Segment Start: DATA SECTION

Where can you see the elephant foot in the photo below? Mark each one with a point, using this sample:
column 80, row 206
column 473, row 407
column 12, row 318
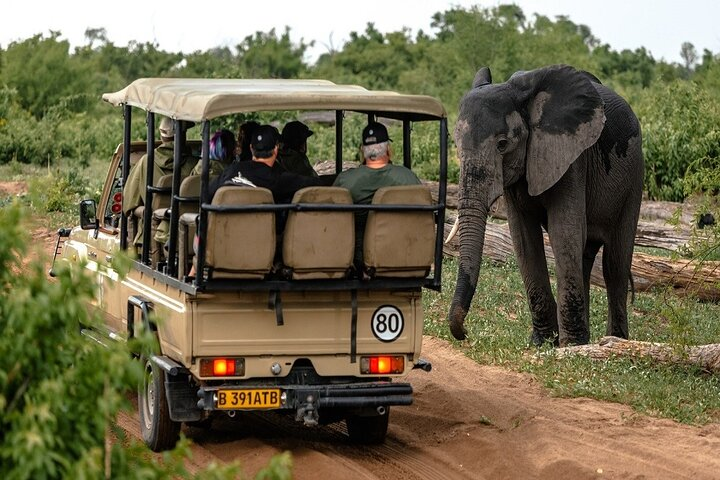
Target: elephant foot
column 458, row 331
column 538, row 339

Segment End: DATA SECTION
Segment Start: DATA SECTION

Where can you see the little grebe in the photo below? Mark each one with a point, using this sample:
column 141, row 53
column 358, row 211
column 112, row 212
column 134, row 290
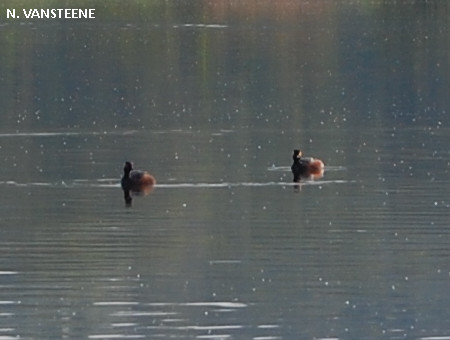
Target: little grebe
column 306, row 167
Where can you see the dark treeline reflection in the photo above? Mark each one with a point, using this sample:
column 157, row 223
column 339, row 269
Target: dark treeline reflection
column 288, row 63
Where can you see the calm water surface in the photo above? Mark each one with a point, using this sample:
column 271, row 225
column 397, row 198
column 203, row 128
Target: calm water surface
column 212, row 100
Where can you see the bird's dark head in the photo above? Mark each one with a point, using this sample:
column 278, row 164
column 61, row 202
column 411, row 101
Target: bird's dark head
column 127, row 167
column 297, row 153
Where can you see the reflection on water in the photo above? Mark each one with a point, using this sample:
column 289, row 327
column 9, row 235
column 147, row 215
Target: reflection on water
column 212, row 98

Segment End: DATA SECTION
Segment Start: DATA SECTION

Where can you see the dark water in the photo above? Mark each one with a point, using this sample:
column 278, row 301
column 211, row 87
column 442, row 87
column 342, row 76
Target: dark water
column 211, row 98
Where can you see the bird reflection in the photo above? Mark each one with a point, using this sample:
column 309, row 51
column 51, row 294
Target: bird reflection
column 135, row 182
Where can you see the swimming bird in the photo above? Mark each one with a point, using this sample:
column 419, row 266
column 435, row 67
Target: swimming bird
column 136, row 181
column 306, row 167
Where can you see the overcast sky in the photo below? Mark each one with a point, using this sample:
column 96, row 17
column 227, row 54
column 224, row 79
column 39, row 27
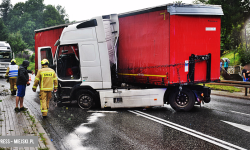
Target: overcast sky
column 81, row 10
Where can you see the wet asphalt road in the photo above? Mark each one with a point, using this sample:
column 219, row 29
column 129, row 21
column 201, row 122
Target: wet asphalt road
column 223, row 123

Segment End: DATA SECTION

**WHAT THE TASK REQUIRES:** Scan the data above for the string "photo". Copy every line in which it appears.

**RESPONSE AREA:**
Where can you see the elephant foot in the photo below? Mark each one with a point, using this sample:
Where can you see the little grebe in the photo below? Mark each one with a point, using this sample:
Where can you see the dark treeline reflection in the photo above? Mark each one with a point, using this sample:
Where can you see the calm water surface in the photo above? Mark each one with a point, using this sample:
Where can you see the bird's dark head in the photo above? Mark each one with a point, using this sample:
Where can you see the reflection on water in the photo above? Mark each one with a point, using this sample:
Where can you see the dark water in the photo above? Mark each one with a point, using this sample:
Where can you see the bird reflection in the photo above? Mark each one with a point, using this sample:
Where can you see the swimming bird in the photo above? Mark each one with a point, using this sample:
Where can you see the overcast sky in the photo below? Mark each one with a point, using this sample:
Where can you see the wet asphalt road in the photo above? Mark each one with a point, using this sample:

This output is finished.